• Selected extract:
________________________________________
Work While They Sleep

3

There is a strong and timely idea at the centre of Work While They Sleep: what happens when even sleep becomes another opportunity for labour? Presented at Camden People’s Theatre as part of the UK/Brazil Season of Culture 2025-26, Filipe Pereira’s Brazilian sci-fi play, translated by Jenny Futuro, takes a familiar condition, exhaustion, and pushes it into dystopian absurdity.

M. is worn down by the demands of paid work and housework, and longs to recover the apparently lost hours between midnight and six. After following an online “sleep-working” tutorial, she creates W., a dream version of herself who can continue working while she sleeps. It is a sharp theatrical premise, and the play is at its best when it uses this concept to examine the invisible work that follows paid work home, the fantasy of productivity, and the entrepreneurial myth that every problem can be solved by working harder.

The treatment of entrepreneurship is one of the production’s more successful elements. The boxes on stage work well as both practical objects and visual metaphors: they suggest business, storage, production, fulfilment, and accumulation. As M. appears to achieve more and more, the emptiness of the boxes becomes increasingly pointed. What is the end goal of all this? The play is particularly good at exposing the hollowness of endless output, where productivity becomes its own justification and exhaustion is treated as a management problem rather than a human limit.

W.’s voice is also effective. Its comic timing is precise, and its emotional detachment gives the production some of its strongest moments. There is something both funny and unsettling in the way the voice treats overwork as if it were rational, desirable, and even liberating. This coolness works well against M.’s growing physical strain, creating a useful tension between the language of optimisation and the reality of a body being pushed too far.
________________________________________
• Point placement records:
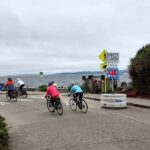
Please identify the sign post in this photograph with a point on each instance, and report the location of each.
(103, 66)
(112, 71)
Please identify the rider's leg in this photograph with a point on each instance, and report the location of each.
(21, 88)
(57, 101)
(10, 93)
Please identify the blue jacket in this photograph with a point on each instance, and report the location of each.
(75, 89)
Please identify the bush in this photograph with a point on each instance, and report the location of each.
(4, 136)
(43, 88)
(139, 71)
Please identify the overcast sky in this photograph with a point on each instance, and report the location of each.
(68, 35)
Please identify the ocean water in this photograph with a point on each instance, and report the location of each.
(63, 79)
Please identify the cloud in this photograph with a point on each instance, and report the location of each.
(69, 35)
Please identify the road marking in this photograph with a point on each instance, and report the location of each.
(24, 100)
(4, 103)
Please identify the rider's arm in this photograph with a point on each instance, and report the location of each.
(71, 91)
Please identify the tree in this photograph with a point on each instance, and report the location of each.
(139, 70)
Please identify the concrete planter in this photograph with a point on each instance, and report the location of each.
(113, 100)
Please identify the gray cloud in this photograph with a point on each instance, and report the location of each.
(59, 36)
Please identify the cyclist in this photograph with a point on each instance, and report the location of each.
(10, 86)
(20, 85)
(76, 91)
(53, 92)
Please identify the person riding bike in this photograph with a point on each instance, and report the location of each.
(76, 91)
(10, 87)
(20, 85)
(53, 92)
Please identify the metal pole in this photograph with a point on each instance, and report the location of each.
(112, 85)
(105, 82)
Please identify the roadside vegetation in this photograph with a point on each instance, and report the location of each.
(4, 136)
(139, 70)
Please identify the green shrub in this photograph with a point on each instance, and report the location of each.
(139, 71)
(43, 88)
(4, 136)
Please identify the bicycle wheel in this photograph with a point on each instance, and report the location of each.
(49, 106)
(84, 106)
(73, 104)
(59, 109)
(25, 94)
(14, 96)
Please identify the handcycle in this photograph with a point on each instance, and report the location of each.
(12, 96)
(82, 104)
(57, 105)
(24, 93)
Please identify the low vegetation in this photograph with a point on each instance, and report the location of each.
(139, 70)
(4, 136)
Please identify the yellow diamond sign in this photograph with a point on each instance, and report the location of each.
(103, 66)
(102, 56)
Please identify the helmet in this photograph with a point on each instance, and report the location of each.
(73, 83)
(9, 79)
(51, 83)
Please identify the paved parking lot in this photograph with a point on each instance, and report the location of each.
(32, 127)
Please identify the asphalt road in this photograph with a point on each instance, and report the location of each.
(32, 127)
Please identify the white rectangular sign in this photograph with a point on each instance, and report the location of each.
(112, 65)
(112, 57)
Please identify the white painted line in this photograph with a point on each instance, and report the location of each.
(24, 100)
(4, 103)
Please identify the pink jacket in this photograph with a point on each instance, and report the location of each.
(52, 91)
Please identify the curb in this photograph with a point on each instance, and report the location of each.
(138, 105)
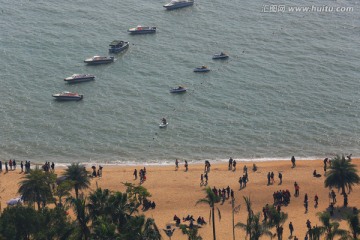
________________________________________
• Task A:
According to the review of Work While They Sleep, what do the boxes on stage suggest? List each one.
• Task B:
Pick up the review of Work While They Sleep after its final sentence and continue writing it.

• Exercise output A:
business, storage, production, fulfilment, accumulation

• Exercise output B:
However, the overall execution does not always match the strength of the ideas. At times, M.’s increasing productivity is presented in a way that feels too caricatured, which reduces some of the psychological complexity of the situation. The piece is clearly engaging with a specifically Brazilian political and economic context, but some of those references are difficult to catch without prior knowledge. The post-show discussion helps clarify this background, particularly around labour, precarity, and the political culture in Brazil, but it also suggests that the material has a depth the performance itself does not always fully communicate.

The movement and dance sequences are well performed in places, but they are too long and too repetitive to remain consistently compelling. Rather than deepening the argument, they sometimes slow the rhythm of the piece. The use of screens to show emails and digital communication is more successful, making visible the pressure of work and the way professional demands invade private time. 

Work While They Sleep is a play with stronger ideas than execution. Its themes are intelligent, relevant, and often compelling, particularly in the way it connects domestic work, self-employment, and the impossible demands of productivity culture. The argument sharpens as the piece develops, but theatrically, something remains slightly underpowered. It is an interesting and worthwhile production, but not one that fully realises the force of its own premise.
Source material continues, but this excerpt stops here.